### [TESTO FORNITO]
La colpa viene data al Covid. Fateci caso: da qualche tempo a questa parte, per qualsiasi cosa che non abbia senso, la colpa è sempre del Covid. Alibi comodo, termine insindacabile della discussione, scaricabarile perfetto perché fare stupidaggini è umano ma dare la colpa ad altri ancora di più. Ma non è e non può ricadere sul timore del contagio la responsabilità di avere allestito nella gravità di Montecitorio, in occasione di un evento liturgico quale l’elezione per il Presidente della Repubblica, una serie di parallelepipedi in lamina di plastica talmente dozzinali da apparire camerini presi in prestito dai tristissimi reparti uomo delle catene d’abbigliamento a basso costo. Cabine orribilmente squadrate e scelleratamente sproporzionate, rivestite di rosso poltronato e dal gusto raccapricciante, piazzate in mezzo senza alcun criterio prospettico. Qualcuno le ha pensate, le ha valutate belle, ha preso la decisione di preferirle ai catafalchi in legno, quelli che dal 1992 vengono montati storicamente tra le file dei banchi del governo in contesti del genere. Brutti sì - e altrimenti perché ribattezzarli catafalchi, termine nato in ambito funereo? - ma solenni, vagamente maestosi, ridondanti nella loro imponenza, misteriosi nel loro palesarsi con la necessità del voto segreto. Sensati.

### [COMPITO DA SVOLGERE]
Secondo il testo sulle cabine di voto a Montecitorio, da quale anno si montano i catafalchi in legno? Le voci che seguono provengono da un'altra fonte.

### [VOCI ESTRATTE]
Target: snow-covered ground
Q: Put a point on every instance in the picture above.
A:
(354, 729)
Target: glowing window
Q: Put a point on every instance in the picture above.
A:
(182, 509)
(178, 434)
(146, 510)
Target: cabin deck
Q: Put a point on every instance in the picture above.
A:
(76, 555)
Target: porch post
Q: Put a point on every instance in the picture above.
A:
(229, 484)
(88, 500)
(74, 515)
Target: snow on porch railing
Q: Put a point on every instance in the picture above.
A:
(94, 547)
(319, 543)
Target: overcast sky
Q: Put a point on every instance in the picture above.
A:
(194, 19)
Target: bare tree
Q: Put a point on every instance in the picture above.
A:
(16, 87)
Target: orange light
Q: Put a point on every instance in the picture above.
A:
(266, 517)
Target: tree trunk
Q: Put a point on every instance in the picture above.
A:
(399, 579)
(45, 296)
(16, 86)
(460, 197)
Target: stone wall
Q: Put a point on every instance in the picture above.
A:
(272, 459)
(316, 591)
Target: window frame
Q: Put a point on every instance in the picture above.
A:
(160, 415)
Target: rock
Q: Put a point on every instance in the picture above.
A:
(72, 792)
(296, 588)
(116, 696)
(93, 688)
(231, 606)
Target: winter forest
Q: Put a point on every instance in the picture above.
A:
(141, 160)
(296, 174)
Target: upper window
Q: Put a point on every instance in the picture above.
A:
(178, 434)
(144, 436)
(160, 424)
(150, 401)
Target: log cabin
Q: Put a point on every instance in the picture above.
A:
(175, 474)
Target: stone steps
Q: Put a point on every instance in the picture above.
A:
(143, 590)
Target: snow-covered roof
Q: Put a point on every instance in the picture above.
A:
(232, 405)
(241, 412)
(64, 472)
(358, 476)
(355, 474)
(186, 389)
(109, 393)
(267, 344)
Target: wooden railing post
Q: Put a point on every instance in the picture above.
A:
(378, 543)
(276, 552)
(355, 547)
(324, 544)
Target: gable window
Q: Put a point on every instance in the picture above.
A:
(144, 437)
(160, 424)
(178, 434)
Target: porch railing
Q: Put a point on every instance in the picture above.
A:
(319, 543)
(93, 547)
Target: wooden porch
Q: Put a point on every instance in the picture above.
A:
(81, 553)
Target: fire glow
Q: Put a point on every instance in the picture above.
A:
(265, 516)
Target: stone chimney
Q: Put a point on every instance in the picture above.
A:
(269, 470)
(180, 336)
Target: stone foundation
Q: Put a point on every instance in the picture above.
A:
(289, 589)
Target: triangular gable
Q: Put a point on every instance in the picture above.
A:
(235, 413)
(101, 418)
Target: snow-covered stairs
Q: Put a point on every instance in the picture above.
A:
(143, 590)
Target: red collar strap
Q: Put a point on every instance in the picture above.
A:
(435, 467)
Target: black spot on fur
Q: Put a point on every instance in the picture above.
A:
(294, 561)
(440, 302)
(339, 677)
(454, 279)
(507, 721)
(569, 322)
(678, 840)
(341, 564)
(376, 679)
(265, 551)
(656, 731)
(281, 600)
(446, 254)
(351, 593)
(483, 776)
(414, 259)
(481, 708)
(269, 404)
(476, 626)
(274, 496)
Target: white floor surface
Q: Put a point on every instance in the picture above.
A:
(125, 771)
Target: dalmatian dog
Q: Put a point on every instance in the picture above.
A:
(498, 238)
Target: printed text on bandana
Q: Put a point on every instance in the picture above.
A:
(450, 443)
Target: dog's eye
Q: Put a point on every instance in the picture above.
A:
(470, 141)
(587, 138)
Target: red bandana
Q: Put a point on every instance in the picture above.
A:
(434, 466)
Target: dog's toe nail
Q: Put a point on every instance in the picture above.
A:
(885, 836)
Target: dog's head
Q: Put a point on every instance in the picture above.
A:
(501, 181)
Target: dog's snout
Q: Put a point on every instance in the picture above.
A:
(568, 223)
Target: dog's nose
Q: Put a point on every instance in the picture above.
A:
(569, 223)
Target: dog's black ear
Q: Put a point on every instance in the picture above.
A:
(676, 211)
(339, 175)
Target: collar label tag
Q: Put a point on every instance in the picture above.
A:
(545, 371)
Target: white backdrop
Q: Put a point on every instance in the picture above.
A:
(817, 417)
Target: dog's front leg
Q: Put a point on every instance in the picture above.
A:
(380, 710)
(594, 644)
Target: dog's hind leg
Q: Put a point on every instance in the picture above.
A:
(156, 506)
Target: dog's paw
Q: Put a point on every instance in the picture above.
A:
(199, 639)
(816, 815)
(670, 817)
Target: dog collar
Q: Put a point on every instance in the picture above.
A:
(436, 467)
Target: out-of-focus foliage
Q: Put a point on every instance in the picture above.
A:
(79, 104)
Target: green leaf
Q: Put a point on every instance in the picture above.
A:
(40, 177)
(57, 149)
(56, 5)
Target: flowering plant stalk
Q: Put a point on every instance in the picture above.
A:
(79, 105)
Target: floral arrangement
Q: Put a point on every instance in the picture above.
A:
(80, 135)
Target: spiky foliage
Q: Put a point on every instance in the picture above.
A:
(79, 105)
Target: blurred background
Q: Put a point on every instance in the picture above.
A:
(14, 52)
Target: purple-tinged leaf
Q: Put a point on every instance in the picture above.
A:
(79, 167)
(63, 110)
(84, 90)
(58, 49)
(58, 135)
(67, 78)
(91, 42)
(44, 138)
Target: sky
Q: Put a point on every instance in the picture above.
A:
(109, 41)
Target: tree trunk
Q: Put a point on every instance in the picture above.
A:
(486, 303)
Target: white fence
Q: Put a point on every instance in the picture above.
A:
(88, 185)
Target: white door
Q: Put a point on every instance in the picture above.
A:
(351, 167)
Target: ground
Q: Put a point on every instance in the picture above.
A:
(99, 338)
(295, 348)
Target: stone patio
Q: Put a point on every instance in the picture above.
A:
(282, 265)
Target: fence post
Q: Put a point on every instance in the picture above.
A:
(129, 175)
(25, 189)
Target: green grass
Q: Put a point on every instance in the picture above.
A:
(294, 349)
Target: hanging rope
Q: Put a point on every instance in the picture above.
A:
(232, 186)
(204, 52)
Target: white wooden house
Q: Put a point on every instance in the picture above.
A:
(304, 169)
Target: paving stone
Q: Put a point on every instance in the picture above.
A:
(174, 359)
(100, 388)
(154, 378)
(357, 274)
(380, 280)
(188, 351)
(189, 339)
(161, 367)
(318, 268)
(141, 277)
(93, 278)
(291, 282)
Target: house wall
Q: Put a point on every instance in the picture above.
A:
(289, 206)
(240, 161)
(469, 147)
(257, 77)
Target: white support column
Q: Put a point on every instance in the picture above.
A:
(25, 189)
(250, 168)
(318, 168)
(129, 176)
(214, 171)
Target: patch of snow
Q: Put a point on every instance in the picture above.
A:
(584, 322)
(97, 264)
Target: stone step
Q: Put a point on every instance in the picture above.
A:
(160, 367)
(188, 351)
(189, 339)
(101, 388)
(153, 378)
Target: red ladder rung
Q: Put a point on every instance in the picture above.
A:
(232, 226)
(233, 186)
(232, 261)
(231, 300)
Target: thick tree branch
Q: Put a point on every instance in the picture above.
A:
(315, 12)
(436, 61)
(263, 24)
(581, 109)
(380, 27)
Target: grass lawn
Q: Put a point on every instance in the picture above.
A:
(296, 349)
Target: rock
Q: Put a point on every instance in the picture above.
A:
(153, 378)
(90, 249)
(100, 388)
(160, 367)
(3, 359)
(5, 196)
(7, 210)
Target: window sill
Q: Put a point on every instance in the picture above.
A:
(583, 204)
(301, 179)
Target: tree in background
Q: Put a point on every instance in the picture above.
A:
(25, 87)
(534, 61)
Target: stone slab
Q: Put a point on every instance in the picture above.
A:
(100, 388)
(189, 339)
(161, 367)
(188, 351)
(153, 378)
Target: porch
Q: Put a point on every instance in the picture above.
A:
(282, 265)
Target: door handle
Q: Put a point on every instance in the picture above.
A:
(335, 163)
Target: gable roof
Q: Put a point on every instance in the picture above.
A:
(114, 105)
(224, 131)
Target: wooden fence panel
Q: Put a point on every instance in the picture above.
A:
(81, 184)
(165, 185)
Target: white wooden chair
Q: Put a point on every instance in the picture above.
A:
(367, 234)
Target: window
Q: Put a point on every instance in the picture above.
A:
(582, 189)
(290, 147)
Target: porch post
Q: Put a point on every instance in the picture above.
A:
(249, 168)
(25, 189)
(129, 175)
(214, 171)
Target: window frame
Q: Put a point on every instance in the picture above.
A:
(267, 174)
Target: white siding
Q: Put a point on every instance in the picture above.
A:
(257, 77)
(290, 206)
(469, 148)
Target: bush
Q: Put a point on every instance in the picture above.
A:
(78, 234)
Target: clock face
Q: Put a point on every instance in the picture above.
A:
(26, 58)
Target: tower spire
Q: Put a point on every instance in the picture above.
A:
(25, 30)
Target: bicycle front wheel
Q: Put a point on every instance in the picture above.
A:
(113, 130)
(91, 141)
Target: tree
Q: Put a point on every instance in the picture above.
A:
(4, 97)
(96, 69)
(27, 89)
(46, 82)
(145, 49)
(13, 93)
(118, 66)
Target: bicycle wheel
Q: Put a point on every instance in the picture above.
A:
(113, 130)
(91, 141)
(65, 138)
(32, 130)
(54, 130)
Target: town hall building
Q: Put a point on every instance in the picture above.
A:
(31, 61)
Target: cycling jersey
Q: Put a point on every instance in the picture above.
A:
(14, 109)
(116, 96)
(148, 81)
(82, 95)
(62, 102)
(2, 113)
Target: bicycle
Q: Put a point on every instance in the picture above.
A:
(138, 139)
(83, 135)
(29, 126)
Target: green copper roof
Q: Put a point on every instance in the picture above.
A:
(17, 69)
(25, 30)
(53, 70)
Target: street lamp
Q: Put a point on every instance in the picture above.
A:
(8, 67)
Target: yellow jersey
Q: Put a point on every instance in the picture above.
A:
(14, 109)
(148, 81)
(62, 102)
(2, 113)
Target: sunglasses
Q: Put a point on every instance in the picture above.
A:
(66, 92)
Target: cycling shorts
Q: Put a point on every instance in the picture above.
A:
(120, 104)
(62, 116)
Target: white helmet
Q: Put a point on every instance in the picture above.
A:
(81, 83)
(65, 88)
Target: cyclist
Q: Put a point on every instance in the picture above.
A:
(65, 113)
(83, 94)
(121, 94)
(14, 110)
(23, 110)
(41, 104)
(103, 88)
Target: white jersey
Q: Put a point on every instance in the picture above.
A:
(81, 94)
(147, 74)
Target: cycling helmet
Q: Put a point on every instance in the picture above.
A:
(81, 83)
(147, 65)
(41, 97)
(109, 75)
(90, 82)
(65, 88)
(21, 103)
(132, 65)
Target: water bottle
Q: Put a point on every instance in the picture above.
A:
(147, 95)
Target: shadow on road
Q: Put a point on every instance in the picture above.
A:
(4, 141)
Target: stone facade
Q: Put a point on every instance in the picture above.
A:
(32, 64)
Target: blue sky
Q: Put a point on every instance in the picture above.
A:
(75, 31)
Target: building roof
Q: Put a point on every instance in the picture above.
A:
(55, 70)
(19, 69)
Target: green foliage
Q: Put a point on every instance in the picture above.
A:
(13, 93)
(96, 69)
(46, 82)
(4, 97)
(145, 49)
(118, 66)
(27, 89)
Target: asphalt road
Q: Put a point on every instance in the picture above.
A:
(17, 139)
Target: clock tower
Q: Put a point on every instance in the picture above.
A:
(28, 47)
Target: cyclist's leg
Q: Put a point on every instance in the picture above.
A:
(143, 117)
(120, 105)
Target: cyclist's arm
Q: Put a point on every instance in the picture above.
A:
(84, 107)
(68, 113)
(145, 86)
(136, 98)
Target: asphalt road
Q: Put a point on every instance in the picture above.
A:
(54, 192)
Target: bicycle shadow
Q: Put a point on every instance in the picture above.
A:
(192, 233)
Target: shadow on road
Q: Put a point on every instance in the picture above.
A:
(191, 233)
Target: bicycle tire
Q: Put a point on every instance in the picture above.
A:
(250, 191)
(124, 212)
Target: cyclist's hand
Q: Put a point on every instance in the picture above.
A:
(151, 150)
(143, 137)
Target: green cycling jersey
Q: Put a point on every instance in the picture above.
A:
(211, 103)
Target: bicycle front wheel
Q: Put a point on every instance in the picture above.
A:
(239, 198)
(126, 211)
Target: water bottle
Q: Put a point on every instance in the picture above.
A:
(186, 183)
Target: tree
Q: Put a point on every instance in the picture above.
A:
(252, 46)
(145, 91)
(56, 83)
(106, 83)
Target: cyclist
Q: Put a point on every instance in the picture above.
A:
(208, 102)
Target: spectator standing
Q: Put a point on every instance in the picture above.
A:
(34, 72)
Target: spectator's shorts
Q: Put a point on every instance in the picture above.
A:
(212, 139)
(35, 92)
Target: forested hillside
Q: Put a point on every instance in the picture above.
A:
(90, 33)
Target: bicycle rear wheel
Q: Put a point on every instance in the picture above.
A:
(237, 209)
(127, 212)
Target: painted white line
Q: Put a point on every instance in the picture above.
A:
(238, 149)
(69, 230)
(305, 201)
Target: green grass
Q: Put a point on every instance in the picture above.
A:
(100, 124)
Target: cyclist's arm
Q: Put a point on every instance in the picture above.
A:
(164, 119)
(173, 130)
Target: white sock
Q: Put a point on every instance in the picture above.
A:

### [RISPOSTA AL COMPITO]
Dal 1992.